◆ **Your instructions**
Please transcribe the entries that follow exactly as they stand, skipping each picture.

BEGIN Available data

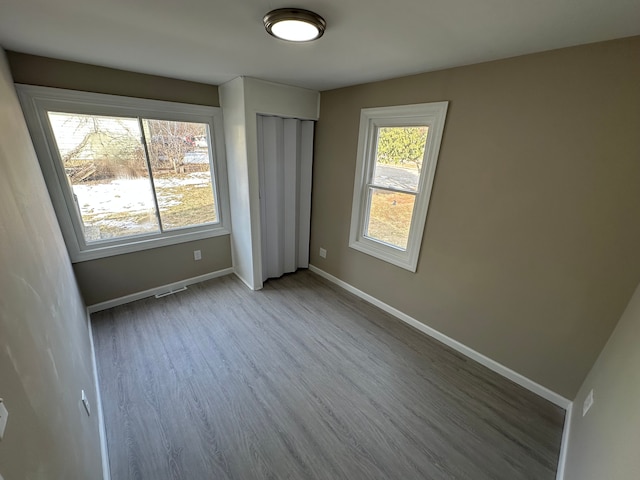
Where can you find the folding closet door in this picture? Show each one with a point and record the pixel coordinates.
(285, 157)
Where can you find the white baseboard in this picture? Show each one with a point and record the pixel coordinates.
(565, 443)
(521, 380)
(104, 453)
(158, 290)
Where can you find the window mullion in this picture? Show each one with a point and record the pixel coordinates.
(153, 185)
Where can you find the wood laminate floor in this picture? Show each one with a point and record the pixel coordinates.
(303, 380)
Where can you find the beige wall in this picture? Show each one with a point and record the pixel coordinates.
(604, 443)
(45, 354)
(530, 248)
(113, 277)
(49, 72)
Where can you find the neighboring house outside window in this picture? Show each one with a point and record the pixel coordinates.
(126, 174)
(397, 157)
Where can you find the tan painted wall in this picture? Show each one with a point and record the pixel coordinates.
(113, 277)
(50, 72)
(530, 248)
(45, 354)
(604, 443)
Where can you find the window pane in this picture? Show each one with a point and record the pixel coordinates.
(104, 160)
(390, 217)
(179, 153)
(399, 153)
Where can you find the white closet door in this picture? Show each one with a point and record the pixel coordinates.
(285, 156)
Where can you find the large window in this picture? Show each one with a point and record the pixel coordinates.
(397, 156)
(128, 174)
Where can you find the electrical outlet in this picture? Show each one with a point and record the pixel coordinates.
(85, 402)
(3, 418)
(588, 402)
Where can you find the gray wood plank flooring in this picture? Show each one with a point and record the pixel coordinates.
(303, 380)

END Available data

◆ **Exercise result**
Where can you find the folding closet door in this picture? Show each one with a point and record the pixel coordinates.
(285, 157)
Where can you find the white baseboard in this picture? Show each one with a point and record the pixel coordinates.
(565, 443)
(521, 380)
(104, 453)
(158, 290)
Where can you find the window mullion in this picture? Show each one with a point and record the pixel coordinates.
(153, 185)
Where can you find the wood laminate floor in this picture? Show each one with a point and record the pixel coordinates.
(303, 380)
Where can you find the beige wall in this picture? Show each one with a point and record the pixel coordinates.
(604, 443)
(45, 354)
(530, 248)
(113, 277)
(49, 72)
Where can you find the neighboring house outside window in this picture? Show each one with a point and record the pixel coordinates.
(126, 174)
(397, 157)
Where can you find the tan painted wall in this picture? Show each one with a point and record the pixel coordinates.
(113, 277)
(50, 72)
(530, 248)
(45, 354)
(604, 443)
Where can you find the window pane in this picture? Show each one with a point and record the pixel coordinates.
(104, 160)
(390, 217)
(179, 153)
(399, 153)
Where can you find the white closet door in this picture? Show each one with a point and record the pixel coordinates.
(285, 156)
Where can you find the large window in this picture? Show each one with a point and record the pixel coordinates.
(397, 156)
(128, 174)
Where can you find the electrical outlet in this picture? Show each one with a point and record the pixel coordinates.
(85, 402)
(3, 418)
(588, 402)
Where can you find the gray wood plank flooring in this picture? Show each one with a point and record the pixel coordinates.
(303, 380)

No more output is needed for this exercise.